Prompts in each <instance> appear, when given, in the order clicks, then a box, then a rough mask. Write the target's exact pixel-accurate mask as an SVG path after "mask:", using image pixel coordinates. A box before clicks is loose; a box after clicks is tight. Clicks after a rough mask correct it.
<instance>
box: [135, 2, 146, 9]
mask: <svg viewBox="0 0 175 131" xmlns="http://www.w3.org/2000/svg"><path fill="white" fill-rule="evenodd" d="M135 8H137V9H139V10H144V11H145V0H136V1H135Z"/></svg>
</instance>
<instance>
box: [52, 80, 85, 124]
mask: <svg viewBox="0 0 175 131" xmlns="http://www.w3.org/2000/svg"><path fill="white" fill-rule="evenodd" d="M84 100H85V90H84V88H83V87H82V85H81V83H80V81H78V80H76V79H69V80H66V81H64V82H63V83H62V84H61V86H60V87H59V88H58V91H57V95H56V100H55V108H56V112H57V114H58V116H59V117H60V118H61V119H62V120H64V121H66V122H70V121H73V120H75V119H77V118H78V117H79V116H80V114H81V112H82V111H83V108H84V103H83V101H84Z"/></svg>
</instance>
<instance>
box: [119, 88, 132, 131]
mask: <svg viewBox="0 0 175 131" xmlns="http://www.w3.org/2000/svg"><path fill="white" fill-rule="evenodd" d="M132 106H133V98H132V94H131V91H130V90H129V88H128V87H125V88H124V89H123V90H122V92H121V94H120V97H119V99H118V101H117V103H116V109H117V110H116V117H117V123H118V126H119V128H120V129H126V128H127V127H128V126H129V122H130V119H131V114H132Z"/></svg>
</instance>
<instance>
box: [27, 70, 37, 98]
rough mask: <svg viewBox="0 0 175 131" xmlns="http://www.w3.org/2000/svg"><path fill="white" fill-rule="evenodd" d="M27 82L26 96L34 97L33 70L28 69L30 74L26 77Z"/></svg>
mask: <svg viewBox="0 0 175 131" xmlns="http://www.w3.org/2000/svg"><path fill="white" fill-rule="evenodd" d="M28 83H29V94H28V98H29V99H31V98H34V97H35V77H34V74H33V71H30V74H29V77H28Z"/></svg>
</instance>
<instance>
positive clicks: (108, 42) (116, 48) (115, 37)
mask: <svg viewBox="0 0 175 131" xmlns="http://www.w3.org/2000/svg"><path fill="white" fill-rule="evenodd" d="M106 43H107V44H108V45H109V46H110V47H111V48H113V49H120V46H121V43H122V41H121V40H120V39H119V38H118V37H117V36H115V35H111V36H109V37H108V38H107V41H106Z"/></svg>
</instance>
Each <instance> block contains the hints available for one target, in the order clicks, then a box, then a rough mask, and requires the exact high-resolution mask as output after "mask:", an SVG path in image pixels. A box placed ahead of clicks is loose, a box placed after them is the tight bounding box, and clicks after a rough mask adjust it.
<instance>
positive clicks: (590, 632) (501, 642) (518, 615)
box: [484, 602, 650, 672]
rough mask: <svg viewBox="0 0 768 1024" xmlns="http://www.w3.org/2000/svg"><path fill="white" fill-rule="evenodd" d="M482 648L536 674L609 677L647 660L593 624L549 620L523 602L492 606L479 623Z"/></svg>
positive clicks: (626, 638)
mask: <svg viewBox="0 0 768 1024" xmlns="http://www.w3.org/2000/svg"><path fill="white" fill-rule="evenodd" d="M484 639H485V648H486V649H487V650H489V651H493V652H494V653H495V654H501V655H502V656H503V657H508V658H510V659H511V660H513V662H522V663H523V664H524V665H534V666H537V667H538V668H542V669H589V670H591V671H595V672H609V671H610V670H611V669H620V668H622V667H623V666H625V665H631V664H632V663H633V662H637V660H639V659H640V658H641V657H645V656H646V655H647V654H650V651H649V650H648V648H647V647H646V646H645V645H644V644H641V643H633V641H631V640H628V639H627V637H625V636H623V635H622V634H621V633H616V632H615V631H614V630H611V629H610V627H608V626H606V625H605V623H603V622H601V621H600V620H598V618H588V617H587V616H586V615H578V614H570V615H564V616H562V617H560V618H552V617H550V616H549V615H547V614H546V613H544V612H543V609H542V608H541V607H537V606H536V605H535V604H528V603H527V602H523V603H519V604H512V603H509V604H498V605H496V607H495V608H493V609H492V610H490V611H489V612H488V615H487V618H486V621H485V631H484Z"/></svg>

------------------------------------

How many of the listing's lines include "target"? State only that number.

2